Plaintiffs argue that substantial ground for difference of opinion exists with respect to the Court's ruling on § 44-1355(C). In support, Plaintiffs largely reprise the arguments set forth in their summary judgment papers and motion for reconsideration, arguing without elaboration that “AADWA's plain language, structure, and purpose all indicate that consumers may recover all damages-both pecuniary and non-pecuniary-where a manufacturer violates the AADWA.” (Doc. 222 at 5.) Braun responds that “Plaintiffs identify no authority so much as hinting that an Arizona court would interpret AADWA's damages provision as encompassing noneconomic damages, ” that “no Arizona court could reasonably resolve this issue in” a different way, and therefore interlocutory appeal “would be futile.” (Doc. 224 at 4-5.) Plaintiffs reply by pointing to legislative history materials they previously cited (which the Court previously considered) regarding the distress disabled persons experience when they are deprived of assistive devices and argue that, given this backdrop, “it is natural to assume the legislature intended [noneconomic] damages to be recoverable in an AADWA action.” (Doc. 227 at 3-4.)

Plaintiffs' arguments are unpersuasive. First, an interpretation of legislative history materials cannot override the plain language of a statute. Cf. State v. Christian, 66 P.3d 1241, 1243 (Ariz. 2003) (“In any case involving statutory interpretation we begin with the text of the statute. This is so because the best and most reliable index of a statute's meaning is the plain text of the statute. When the plain text of a statute is clear and unambiguous there is no need to resort to other methods of statutory interpretation to determine the legislature's intent because its intent is readily discernable from the face of the statute.”) (citations omitted).

== Recorded data ==

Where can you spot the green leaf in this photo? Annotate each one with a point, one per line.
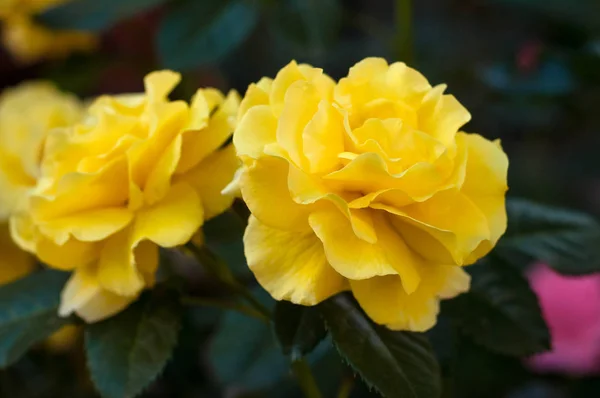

== Task goal ==
Continue the court's analysis of damages under the AADWA, picking up right after its final sentence.

== Answer to the exercise ==
Second, to the extent Arizona law authorizes consideration of legislative history materials for purposes of statutory interpretation, the relevant materials support, rather than undermine, the Court's interpretation of § 44-1355(C). The Arizona Senate Fact sheet for AADWA states, among other things, that AADWA “[a]llows the consumer to bring an action to Superior Court in order to recover damages due to a violation pertaining to this section and specifies amounts in which the court can award.” Ariz. State Senate Fact Sheet for H.B. 2676, 43d Leg., 2d Reg. Sess. (Apr. 21, 1998) (emphasis added). This summary closely tracks the Court's understanding of the statute, which is that the first sentence of § 44-1355(C) allows a plaintiff to bring a lawsuit while the second sentence enumerates the types of relief the Court can award. This on-point legislative history is far more informative than the history Plaintiffs cite, which consists chiefly of correspondence from disabled individuals noting the hardships they endure when assistive devices malfunction. (Doc. 179-1 at 2-19.) Although Plaintiffs' proffered history may support the notion that AADWA is, in general, meant to protect disabled consumers, it says little if anything about the meaning of § 44-1355(C). To the extent Plaintiffs contend their proffered materials suggest that maximal recovery should be allowed, the Court directs them to its analysis regarding § 44-1355(C)'s provision of triple pecuniary losses, which likely reflects the legislature's awareness of the hardships that assistive device users may face. (Doc. 213 at 41.)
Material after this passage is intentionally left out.